Continue the passage about the military court's handling of the soldier's selective-enforcement defense, starting after its last sentence.

━━ SELECTED EXTRACT ━━

Peculiarly, the evidence submitted to the court was based on a collection of articles compiled by an activist who sought to expose the permissiveness of “Open-Fire Regulations” in the West Bank and the numerous killings exercised by the IDF, which were never investigated (B’Tselem, 2002).{12} According to Jon Brown, ninety-seven percent of internal investigations at the IDF are left unresolved. Beginning with the eruption of the second intifada in 2000 and until 2016, 9,250 Palestinians were killed by IDF fire, 262 of which were investigated by the military police, but only one soldier was convicted of manslaughter.{13} Jon Brown was hired by Azaria’s defense and was put in charge of collecting sufficient evidence of other cases that present similar circumstances. For a brief moment, the soldier’s defense found a common interest with an activist devoted to exposing the abuse of power by the Israeli state. Together, they intended to prove that this particular incident was compatible with a broader pattern of structural violence.
Brown prepared a file that contains fourteen different cases, almost all of which were never documented by any camera. When the files were submitted to the court in May of 2017, they were immediately rejected, mostly due to the lack of visual documents that could support a selective enforcement procedure. Pictures, the court insisted, are the linchpins of incrimination. Or more significantly, if the Israeli court had accepted the argument that the soldier acted according to a normative code of conduct, it would have been forced to admit that the Israeli state exercises extrajudicial killings as part of its military rule in the West Bank. The military court was thus effectively compelled to treat the soldier as a bad apple. Amputating the gangrenous limb would save the body.

━━━
━━ INFORMATION SUPPLIED ━━

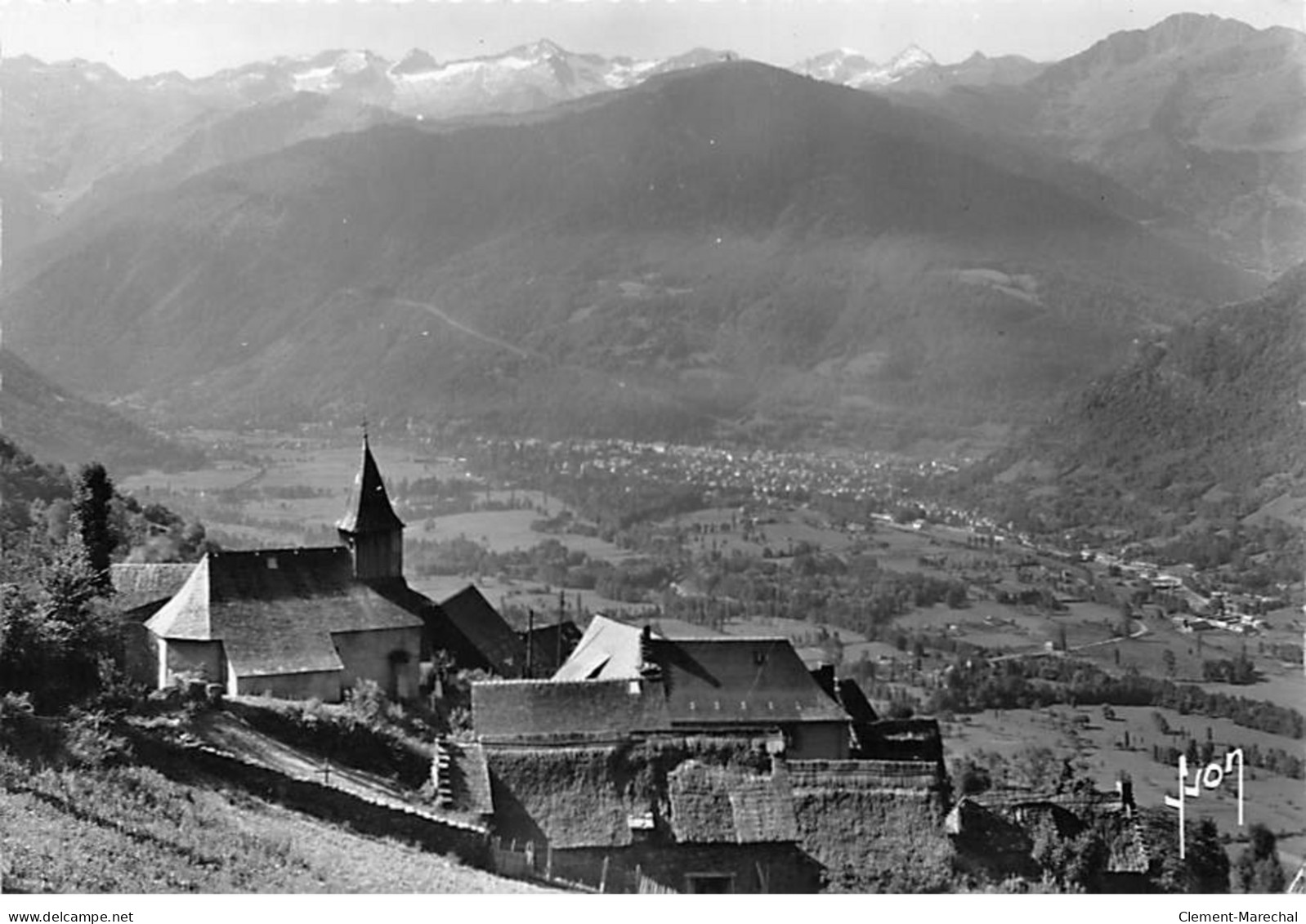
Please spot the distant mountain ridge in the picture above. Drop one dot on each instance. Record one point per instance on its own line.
(1201, 114)
(731, 244)
(1212, 411)
(56, 426)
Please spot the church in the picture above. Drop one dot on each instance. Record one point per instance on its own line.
(311, 623)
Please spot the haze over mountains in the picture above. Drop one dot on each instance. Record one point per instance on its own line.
(1207, 417)
(682, 247)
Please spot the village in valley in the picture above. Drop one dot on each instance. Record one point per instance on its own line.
(766, 672)
(495, 448)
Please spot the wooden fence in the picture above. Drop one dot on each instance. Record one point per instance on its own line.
(579, 873)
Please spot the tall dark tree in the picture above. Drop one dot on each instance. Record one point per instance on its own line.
(1258, 867)
(92, 498)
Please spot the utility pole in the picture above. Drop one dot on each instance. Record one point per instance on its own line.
(561, 609)
(530, 641)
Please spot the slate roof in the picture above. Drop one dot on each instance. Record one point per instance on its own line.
(858, 774)
(565, 797)
(137, 585)
(738, 681)
(469, 777)
(708, 681)
(712, 804)
(471, 614)
(369, 509)
(548, 642)
(275, 609)
(552, 712)
(609, 650)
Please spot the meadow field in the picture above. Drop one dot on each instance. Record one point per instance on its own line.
(1277, 801)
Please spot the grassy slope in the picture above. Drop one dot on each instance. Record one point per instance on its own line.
(132, 830)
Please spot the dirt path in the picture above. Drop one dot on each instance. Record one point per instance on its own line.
(231, 736)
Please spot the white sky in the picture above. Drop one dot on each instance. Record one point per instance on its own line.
(137, 37)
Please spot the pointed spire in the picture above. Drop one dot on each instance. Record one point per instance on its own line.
(369, 506)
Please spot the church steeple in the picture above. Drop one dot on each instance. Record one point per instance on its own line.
(370, 528)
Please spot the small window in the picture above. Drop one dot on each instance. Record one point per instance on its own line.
(709, 884)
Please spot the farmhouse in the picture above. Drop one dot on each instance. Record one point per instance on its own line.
(718, 684)
(140, 590)
(311, 623)
(695, 828)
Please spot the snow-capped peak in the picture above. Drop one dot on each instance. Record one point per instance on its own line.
(913, 58)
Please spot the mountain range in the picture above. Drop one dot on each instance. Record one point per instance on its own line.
(571, 243)
(727, 244)
(1201, 114)
(58, 426)
(1208, 419)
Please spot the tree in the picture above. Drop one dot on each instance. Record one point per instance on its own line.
(91, 518)
(1258, 867)
(54, 638)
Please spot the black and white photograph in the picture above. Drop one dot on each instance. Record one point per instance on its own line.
(652, 447)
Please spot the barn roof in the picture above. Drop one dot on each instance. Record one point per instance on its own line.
(555, 712)
(469, 777)
(565, 797)
(275, 609)
(369, 509)
(609, 650)
(708, 681)
(550, 644)
(867, 775)
(137, 585)
(471, 614)
(712, 804)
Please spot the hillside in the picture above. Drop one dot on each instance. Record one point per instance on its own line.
(1207, 417)
(56, 426)
(727, 246)
(1199, 114)
(130, 829)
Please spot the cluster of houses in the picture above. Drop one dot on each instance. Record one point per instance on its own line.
(691, 760)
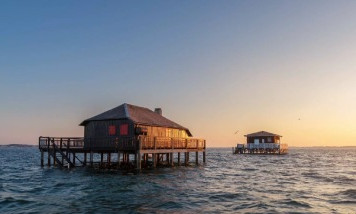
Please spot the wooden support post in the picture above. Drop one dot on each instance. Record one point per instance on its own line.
(204, 160)
(54, 156)
(85, 159)
(197, 158)
(42, 158)
(48, 152)
(171, 162)
(154, 158)
(118, 159)
(73, 158)
(178, 158)
(109, 158)
(138, 161)
(186, 158)
(91, 158)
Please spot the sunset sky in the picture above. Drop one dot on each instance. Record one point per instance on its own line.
(287, 67)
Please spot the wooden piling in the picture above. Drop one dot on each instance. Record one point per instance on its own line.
(196, 158)
(85, 159)
(118, 159)
(171, 162)
(42, 158)
(74, 158)
(91, 158)
(109, 158)
(178, 158)
(138, 161)
(154, 158)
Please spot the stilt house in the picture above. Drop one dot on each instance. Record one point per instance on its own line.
(127, 122)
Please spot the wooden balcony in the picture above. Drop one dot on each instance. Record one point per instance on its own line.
(123, 144)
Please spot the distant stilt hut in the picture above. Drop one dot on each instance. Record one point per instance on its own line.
(262, 143)
(136, 134)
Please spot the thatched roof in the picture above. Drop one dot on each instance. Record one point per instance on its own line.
(138, 115)
(262, 134)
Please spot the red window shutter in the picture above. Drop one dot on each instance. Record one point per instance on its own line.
(112, 130)
(124, 129)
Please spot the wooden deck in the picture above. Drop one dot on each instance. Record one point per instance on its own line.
(262, 148)
(146, 151)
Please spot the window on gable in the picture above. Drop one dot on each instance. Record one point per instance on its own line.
(124, 129)
(112, 130)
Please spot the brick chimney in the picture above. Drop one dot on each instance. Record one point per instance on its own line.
(158, 111)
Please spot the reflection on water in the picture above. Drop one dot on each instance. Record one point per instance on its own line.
(304, 181)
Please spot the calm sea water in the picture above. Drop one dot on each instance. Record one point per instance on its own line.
(304, 181)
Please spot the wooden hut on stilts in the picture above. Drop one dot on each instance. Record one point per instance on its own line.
(138, 136)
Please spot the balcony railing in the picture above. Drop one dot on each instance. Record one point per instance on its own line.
(121, 143)
(266, 146)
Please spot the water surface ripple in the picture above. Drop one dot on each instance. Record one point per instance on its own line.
(314, 180)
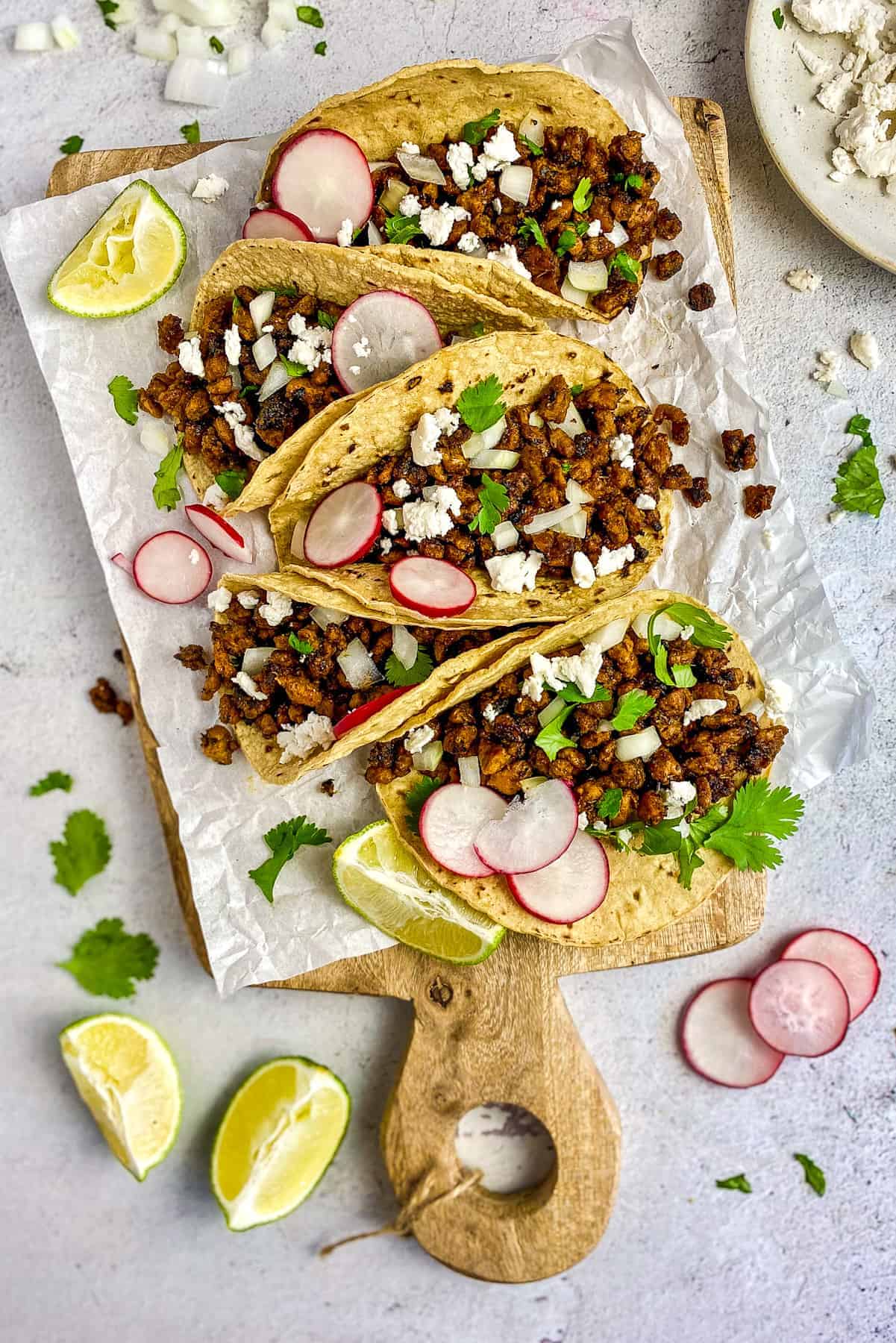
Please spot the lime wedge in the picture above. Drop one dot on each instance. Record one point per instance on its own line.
(384, 883)
(128, 1080)
(281, 1131)
(132, 255)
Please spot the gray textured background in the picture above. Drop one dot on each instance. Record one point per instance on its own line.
(87, 1253)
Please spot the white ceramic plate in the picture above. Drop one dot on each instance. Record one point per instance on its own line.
(859, 211)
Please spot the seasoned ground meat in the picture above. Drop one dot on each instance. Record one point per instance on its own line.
(739, 449)
(758, 498)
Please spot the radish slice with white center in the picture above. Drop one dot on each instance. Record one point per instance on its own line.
(344, 525)
(431, 587)
(531, 833)
(719, 1041)
(570, 888)
(222, 535)
(323, 179)
(391, 332)
(451, 818)
(172, 569)
(277, 223)
(800, 1007)
(853, 963)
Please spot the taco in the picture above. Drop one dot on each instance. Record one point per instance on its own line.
(527, 461)
(520, 181)
(305, 676)
(652, 713)
(248, 407)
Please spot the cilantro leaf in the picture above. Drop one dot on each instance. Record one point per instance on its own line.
(532, 228)
(495, 501)
(474, 132)
(166, 492)
(738, 1182)
(50, 782)
(632, 707)
(124, 395)
(480, 406)
(582, 196)
(82, 852)
(283, 842)
(815, 1174)
(231, 483)
(416, 797)
(398, 674)
(107, 959)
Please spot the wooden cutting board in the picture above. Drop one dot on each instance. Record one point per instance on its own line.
(498, 1032)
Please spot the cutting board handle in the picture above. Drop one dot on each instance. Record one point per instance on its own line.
(500, 1032)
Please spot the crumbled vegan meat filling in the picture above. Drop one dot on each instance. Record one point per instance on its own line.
(716, 752)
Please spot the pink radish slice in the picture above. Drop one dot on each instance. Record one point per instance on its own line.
(431, 587)
(171, 567)
(451, 818)
(219, 532)
(570, 888)
(277, 223)
(531, 833)
(344, 525)
(853, 963)
(800, 1007)
(323, 179)
(719, 1041)
(395, 331)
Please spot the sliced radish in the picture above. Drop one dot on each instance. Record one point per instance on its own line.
(570, 888)
(355, 718)
(344, 525)
(323, 179)
(853, 963)
(451, 819)
(532, 832)
(379, 336)
(431, 587)
(277, 223)
(222, 535)
(172, 569)
(800, 1007)
(719, 1041)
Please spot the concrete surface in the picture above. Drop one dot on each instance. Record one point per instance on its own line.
(87, 1253)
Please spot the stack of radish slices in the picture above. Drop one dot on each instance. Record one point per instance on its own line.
(736, 1032)
(554, 869)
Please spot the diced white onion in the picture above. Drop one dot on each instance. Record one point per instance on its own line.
(589, 275)
(516, 183)
(192, 80)
(421, 168)
(357, 666)
(325, 616)
(639, 745)
(261, 308)
(545, 522)
(404, 646)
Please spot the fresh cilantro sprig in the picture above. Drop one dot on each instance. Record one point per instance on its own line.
(107, 959)
(82, 853)
(283, 842)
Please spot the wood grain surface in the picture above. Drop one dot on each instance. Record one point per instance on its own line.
(466, 1045)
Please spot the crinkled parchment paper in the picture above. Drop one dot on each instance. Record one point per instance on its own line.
(766, 587)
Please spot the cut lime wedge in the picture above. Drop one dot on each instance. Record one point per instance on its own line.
(132, 255)
(281, 1131)
(384, 883)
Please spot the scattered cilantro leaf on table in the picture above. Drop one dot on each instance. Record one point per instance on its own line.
(107, 959)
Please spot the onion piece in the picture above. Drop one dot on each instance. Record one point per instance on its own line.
(516, 183)
(639, 745)
(357, 666)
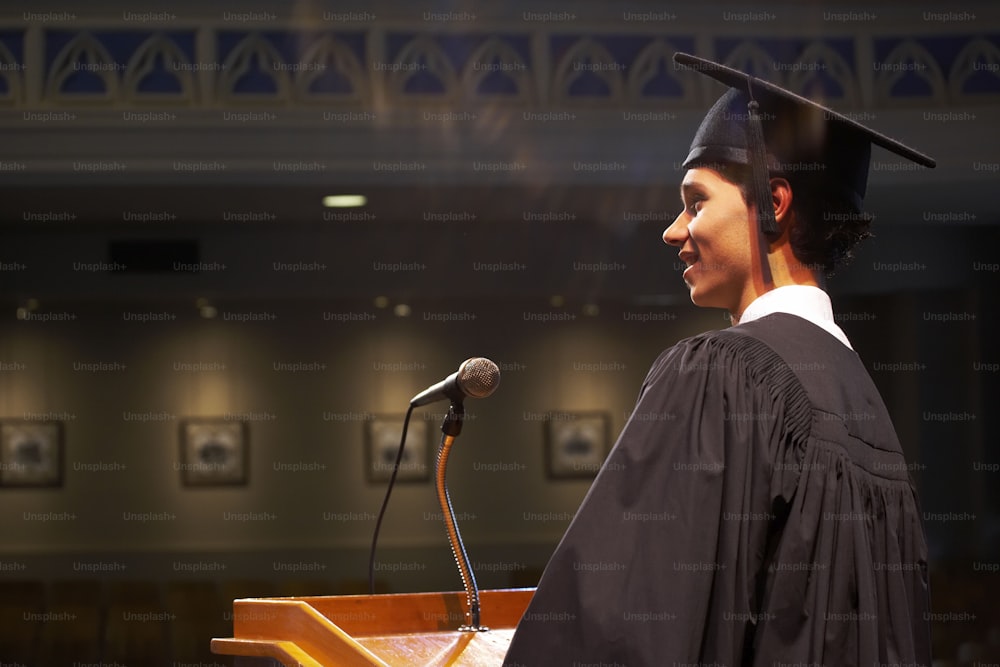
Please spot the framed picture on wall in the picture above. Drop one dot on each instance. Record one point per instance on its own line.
(382, 435)
(31, 453)
(576, 443)
(214, 452)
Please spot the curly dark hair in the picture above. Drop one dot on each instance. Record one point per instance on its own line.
(827, 227)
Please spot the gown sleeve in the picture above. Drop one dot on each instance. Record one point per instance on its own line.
(664, 561)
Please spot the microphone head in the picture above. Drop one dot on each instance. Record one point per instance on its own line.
(478, 377)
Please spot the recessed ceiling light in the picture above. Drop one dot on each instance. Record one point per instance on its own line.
(344, 201)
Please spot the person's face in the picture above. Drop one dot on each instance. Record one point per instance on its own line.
(713, 233)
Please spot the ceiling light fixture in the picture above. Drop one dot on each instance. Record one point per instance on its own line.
(344, 201)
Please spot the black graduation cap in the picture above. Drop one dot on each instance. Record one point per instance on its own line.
(773, 130)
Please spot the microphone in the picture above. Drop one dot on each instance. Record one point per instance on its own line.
(477, 377)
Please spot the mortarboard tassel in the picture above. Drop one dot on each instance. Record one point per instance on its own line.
(758, 164)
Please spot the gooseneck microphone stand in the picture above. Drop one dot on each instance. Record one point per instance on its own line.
(451, 427)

━━━

RESPONSE FOR THIS EXERCISE:
By diverting the attention from the singularity of the video to other similar incidents that were never caught on camera, Azaria’s defense lawyers shrewdly invited the public to critically reflect on the role of images in processes of yielding accountability. Deflecting the gaze elsewhere, they implicitly invoked an interrogation into the dominant position of representations in legal procedures of incrimination. The shot executed by Azaria, they argued, should be compared, juxtaposed, superimposed, and imagined against other incidents, even those that lack representation altogether. Although intended to save the murderous soldier from prison, the defense’s argument invited a critical inquest into the ontological status of visual media.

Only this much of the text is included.